┌────────
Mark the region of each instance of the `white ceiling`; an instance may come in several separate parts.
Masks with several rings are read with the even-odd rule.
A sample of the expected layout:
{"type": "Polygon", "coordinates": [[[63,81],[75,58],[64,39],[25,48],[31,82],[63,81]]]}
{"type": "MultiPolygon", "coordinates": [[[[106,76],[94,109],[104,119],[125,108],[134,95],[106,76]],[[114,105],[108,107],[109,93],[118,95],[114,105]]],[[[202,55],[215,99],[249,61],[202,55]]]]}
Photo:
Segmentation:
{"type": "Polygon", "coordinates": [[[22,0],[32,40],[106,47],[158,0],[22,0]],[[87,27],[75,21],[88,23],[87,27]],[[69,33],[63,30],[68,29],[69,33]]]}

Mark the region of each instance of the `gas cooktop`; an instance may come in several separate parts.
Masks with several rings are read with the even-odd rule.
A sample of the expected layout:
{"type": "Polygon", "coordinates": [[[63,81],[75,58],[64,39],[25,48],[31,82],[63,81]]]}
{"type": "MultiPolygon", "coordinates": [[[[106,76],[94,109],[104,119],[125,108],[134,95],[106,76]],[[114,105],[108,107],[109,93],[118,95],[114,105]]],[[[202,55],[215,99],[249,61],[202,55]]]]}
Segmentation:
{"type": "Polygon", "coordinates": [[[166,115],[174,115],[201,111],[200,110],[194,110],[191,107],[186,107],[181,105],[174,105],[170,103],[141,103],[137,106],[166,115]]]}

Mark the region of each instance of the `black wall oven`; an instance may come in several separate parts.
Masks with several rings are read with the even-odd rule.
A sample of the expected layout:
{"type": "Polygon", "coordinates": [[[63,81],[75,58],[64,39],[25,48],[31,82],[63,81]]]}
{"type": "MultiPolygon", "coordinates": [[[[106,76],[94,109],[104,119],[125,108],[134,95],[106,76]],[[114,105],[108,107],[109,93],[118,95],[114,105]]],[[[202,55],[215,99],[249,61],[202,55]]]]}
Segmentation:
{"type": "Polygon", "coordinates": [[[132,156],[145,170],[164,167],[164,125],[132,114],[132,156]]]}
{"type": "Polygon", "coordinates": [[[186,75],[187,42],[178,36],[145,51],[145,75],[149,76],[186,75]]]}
└────────
What you are asked to do: Would you reproduce all the entries exactly?

Complete response:
Mark the region of each instance of the `white ceiling`; an instance may come in several separate parts.
Masks with several rings are read with the even-odd rule.
A sample of the expected layout:
{"type": "Polygon", "coordinates": [[[63,81],[75,58],[64,39],[25,48],[31,82],[63,81]]]}
{"type": "MultiPolygon", "coordinates": [[[[106,76],[94,109],[104,119],[125,108],[134,95],[106,76]],[[114,105],[108,107],[109,93],[118,95],[114,105]]],[[[202,55],[215,99],[249,61],[202,55]]]]}
Photo:
Segmentation:
{"type": "Polygon", "coordinates": [[[22,0],[32,40],[106,47],[158,0],[22,0]],[[87,27],[75,21],[88,23],[87,27]],[[69,33],[63,30],[68,29],[69,33]]]}

Mark the region of each instance of the `gas cooktop`; an instance may come in several separate parts.
Masks with several rings are read with the even-odd rule.
A sample of the expected layout:
{"type": "Polygon", "coordinates": [[[63,81],[75,58],[64,39],[25,48],[31,82],[63,81]]]}
{"type": "MultiPolygon", "coordinates": [[[[106,76],[94,109],[104,119],[125,108],[134,95],[106,76]],[[114,105],[108,107],[109,93],[118,95],[114,105]]],[[[202,55],[215,99],[249,61],[202,55]]]]}
Segmentation:
{"type": "Polygon", "coordinates": [[[166,115],[174,115],[201,111],[200,110],[194,110],[191,107],[186,107],[181,105],[174,105],[170,103],[141,103],[137,106],[166,115]]]}

Mark the region of each instance of the `black wall oven`; an instance may come in several separate parts.
Masks with several rings are read with the even-odd rule.
A sample of the expected layout:
{"type": "Polygon", "coordinates": [[[63,81],[75,58],[64,39],[25,48],[31,82],[63,81]]]}
{"type": "MultiPolygon", "coordinates": [[[[106,76],[94,109],[104,119],[125,108],[134,95],[106,76]],[[114,105],[108,107],[109,93],[118,95],[114,105]]],[[[202,55],[215,99],[249,61],[202,55]]]]}
Segmentation:
{"type": "Polygon", "coordinates": [[[132,156],[145,170],[164,167],[164,125],[132,114],[132,156]]]}
{"type": "Polygon", "coordinates": [[[186,75],[187,42],[178,36],[145,51],[145,75],[149,76],[186,75]]]}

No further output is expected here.